*TASK STATEMENT*: Copy everything from the line containing "Where can you see the man's" down to the end of the material below, unchanged.

((

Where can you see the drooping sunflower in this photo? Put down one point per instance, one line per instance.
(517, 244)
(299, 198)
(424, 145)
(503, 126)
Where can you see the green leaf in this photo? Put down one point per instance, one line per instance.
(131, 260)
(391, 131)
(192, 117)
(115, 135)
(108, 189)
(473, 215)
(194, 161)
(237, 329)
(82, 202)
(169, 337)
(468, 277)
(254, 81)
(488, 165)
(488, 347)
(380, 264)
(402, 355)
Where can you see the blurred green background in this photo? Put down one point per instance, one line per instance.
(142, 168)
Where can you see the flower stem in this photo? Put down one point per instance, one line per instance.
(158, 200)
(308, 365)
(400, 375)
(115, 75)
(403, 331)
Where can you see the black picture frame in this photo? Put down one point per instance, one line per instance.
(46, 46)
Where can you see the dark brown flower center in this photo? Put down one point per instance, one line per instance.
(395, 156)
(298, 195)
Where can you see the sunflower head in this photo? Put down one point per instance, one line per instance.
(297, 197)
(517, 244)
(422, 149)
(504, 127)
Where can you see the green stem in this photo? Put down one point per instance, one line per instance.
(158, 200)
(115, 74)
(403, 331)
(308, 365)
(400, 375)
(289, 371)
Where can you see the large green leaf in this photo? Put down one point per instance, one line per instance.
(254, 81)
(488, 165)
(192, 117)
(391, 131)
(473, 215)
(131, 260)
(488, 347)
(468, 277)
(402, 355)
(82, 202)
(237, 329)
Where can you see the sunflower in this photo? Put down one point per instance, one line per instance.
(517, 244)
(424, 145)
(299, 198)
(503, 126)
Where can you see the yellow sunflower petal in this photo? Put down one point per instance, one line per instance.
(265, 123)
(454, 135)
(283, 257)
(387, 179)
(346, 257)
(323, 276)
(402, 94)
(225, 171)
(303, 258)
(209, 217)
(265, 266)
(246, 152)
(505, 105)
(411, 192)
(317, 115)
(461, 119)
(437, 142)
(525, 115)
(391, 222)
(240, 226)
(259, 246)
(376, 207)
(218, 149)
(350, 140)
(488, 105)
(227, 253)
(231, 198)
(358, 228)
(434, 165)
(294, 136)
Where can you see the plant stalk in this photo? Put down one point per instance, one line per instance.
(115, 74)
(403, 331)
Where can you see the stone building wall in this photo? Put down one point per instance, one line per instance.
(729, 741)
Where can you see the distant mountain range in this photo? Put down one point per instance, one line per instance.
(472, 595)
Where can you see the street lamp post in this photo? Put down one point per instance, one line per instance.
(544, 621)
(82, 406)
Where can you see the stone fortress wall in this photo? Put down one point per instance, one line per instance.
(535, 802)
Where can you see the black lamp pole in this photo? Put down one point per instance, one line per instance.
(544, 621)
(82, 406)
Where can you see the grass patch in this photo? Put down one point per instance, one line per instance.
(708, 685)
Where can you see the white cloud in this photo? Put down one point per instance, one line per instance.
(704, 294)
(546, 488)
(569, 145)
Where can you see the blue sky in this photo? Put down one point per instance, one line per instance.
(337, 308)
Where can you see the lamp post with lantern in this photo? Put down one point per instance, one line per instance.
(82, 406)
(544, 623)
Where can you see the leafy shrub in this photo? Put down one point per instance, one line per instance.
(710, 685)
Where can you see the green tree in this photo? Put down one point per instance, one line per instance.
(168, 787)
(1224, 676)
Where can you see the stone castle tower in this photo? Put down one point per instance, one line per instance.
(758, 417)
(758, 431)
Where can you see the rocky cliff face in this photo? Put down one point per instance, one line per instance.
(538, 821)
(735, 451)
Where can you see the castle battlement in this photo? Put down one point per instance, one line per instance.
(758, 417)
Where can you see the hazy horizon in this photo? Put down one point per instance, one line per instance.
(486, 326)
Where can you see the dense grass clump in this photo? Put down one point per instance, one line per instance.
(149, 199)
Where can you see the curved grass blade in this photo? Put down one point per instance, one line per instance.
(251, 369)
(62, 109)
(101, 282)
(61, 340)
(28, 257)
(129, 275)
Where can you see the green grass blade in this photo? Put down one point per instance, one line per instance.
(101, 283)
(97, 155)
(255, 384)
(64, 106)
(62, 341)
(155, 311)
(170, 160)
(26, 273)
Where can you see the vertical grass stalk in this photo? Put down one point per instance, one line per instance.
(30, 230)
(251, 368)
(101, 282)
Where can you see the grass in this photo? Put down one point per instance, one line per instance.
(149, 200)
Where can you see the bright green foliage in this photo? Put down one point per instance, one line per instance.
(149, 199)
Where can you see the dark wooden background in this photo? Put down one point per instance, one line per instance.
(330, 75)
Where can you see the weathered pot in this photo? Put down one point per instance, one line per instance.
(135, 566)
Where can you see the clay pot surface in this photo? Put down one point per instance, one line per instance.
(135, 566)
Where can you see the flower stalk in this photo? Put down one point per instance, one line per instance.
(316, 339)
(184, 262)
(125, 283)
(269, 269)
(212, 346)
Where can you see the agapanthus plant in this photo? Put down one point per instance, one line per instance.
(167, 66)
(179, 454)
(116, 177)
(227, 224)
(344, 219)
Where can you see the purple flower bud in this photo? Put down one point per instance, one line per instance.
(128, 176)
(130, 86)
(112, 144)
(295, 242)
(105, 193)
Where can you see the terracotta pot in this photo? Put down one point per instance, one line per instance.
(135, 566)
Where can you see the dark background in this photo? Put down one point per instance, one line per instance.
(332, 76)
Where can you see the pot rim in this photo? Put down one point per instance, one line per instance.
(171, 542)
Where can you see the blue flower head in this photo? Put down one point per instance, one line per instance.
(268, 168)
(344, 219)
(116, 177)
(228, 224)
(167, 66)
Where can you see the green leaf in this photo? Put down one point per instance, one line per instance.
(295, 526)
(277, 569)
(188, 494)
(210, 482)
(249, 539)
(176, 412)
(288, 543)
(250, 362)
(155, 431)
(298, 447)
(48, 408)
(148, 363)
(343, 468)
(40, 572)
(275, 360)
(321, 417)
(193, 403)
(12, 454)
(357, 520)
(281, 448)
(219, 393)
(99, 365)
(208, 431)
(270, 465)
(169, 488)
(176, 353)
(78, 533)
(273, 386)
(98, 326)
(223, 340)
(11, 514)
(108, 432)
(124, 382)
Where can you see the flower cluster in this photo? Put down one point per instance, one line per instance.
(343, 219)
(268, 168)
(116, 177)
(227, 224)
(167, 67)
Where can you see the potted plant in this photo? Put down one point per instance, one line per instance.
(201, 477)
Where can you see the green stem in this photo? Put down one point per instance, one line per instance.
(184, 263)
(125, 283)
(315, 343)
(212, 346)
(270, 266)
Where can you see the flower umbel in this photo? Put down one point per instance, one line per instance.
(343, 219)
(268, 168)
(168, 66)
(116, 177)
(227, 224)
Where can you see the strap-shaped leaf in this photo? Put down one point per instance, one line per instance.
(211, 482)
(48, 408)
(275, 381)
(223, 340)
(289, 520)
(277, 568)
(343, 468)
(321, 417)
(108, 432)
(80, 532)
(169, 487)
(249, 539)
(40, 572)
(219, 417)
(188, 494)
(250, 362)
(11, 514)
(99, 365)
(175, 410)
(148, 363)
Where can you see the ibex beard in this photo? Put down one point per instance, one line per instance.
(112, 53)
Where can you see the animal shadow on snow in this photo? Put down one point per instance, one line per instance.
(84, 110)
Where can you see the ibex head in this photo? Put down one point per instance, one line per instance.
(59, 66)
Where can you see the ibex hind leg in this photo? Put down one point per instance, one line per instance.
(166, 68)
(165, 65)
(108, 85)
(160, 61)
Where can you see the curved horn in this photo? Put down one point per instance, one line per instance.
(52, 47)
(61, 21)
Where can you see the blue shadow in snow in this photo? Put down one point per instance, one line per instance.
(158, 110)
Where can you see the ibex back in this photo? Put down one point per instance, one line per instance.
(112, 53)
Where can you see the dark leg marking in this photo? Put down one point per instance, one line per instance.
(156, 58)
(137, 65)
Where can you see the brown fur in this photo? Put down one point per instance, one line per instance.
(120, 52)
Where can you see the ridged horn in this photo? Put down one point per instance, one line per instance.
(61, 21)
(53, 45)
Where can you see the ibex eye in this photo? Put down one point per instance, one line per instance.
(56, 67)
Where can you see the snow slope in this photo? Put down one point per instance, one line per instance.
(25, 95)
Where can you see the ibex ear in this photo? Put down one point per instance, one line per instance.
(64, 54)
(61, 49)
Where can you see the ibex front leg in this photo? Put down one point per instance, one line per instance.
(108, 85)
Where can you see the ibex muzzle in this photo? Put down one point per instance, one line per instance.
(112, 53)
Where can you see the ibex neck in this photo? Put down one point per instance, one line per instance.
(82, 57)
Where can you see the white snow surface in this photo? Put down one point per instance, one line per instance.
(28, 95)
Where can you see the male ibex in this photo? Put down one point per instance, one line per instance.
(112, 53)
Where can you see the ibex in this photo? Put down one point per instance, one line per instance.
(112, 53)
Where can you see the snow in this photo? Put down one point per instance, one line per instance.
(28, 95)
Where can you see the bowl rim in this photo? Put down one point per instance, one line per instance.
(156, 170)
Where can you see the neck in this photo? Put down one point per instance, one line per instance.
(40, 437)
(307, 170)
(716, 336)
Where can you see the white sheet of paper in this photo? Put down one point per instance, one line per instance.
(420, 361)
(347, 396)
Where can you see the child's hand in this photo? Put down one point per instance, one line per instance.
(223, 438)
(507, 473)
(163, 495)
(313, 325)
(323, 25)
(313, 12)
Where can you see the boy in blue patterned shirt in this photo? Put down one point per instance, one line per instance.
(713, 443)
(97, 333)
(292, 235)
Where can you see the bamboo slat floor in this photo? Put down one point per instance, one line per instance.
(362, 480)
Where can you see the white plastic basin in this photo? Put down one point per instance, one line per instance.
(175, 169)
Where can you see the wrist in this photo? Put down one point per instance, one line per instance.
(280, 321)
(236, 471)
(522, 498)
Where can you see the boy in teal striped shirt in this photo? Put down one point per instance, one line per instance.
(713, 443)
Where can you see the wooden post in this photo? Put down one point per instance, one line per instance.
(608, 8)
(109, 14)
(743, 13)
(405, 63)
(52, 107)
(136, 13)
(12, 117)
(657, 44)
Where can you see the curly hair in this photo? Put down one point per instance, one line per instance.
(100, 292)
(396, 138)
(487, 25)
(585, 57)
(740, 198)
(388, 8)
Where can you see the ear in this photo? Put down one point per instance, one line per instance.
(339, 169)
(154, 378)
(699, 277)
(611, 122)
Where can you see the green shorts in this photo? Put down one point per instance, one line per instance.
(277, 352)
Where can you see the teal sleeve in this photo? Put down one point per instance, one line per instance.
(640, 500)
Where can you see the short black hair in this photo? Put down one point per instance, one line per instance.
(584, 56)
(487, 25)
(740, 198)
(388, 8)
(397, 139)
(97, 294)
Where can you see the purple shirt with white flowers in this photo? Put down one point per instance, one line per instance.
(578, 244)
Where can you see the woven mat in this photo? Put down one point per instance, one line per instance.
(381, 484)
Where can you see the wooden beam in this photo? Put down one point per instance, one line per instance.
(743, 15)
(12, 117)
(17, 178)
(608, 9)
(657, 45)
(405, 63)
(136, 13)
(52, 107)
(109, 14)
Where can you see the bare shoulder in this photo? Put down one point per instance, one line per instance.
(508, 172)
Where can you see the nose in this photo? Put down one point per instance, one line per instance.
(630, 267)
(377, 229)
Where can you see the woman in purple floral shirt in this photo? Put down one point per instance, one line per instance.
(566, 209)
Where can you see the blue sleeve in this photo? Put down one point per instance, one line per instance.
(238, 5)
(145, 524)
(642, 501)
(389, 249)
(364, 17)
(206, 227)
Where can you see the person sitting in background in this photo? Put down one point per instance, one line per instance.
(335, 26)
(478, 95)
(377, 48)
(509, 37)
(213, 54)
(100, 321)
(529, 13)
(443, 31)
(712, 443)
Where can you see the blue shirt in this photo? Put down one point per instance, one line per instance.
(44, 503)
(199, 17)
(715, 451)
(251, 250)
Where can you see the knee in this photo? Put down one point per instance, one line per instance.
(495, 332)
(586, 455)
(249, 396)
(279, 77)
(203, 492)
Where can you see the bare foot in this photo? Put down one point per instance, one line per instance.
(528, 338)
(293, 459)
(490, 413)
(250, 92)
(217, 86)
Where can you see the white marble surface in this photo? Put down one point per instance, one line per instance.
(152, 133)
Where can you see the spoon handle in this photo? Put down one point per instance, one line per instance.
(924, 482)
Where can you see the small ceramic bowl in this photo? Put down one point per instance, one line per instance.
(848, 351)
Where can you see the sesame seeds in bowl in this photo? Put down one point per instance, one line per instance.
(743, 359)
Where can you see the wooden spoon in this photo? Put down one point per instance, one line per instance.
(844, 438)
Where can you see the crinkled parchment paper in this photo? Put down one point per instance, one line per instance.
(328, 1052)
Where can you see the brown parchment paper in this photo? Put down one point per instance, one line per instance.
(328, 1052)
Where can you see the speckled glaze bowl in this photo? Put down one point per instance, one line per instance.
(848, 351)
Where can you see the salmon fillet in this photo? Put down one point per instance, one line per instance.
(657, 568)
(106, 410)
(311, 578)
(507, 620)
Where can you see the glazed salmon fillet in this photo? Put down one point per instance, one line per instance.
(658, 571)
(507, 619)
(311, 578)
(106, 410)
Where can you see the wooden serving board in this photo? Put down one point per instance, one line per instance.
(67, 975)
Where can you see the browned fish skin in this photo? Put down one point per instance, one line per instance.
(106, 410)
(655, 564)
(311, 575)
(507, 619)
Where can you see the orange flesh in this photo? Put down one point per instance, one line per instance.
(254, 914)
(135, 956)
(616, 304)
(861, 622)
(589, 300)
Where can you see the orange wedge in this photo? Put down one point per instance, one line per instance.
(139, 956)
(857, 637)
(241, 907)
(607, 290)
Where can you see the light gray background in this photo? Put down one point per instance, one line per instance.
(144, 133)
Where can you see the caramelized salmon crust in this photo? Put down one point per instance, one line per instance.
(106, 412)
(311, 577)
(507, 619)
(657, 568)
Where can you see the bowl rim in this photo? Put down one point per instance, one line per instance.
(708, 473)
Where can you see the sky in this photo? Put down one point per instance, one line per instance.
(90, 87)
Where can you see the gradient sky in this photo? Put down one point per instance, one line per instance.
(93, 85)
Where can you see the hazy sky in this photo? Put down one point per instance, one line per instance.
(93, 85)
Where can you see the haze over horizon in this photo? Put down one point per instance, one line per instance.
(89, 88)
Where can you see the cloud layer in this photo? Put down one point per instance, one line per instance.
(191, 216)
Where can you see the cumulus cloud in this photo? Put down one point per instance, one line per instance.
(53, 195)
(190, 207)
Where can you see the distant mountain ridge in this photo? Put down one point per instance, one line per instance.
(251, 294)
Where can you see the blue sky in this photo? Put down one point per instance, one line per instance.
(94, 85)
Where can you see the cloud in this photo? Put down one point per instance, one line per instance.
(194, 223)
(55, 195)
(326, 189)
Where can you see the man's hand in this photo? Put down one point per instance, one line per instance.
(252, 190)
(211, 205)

))

*FULL SOLUTION*:
Where can you see the man's hand in this photo? Put down one point per instance, one line per instance.
(252, 190)
(211, 205)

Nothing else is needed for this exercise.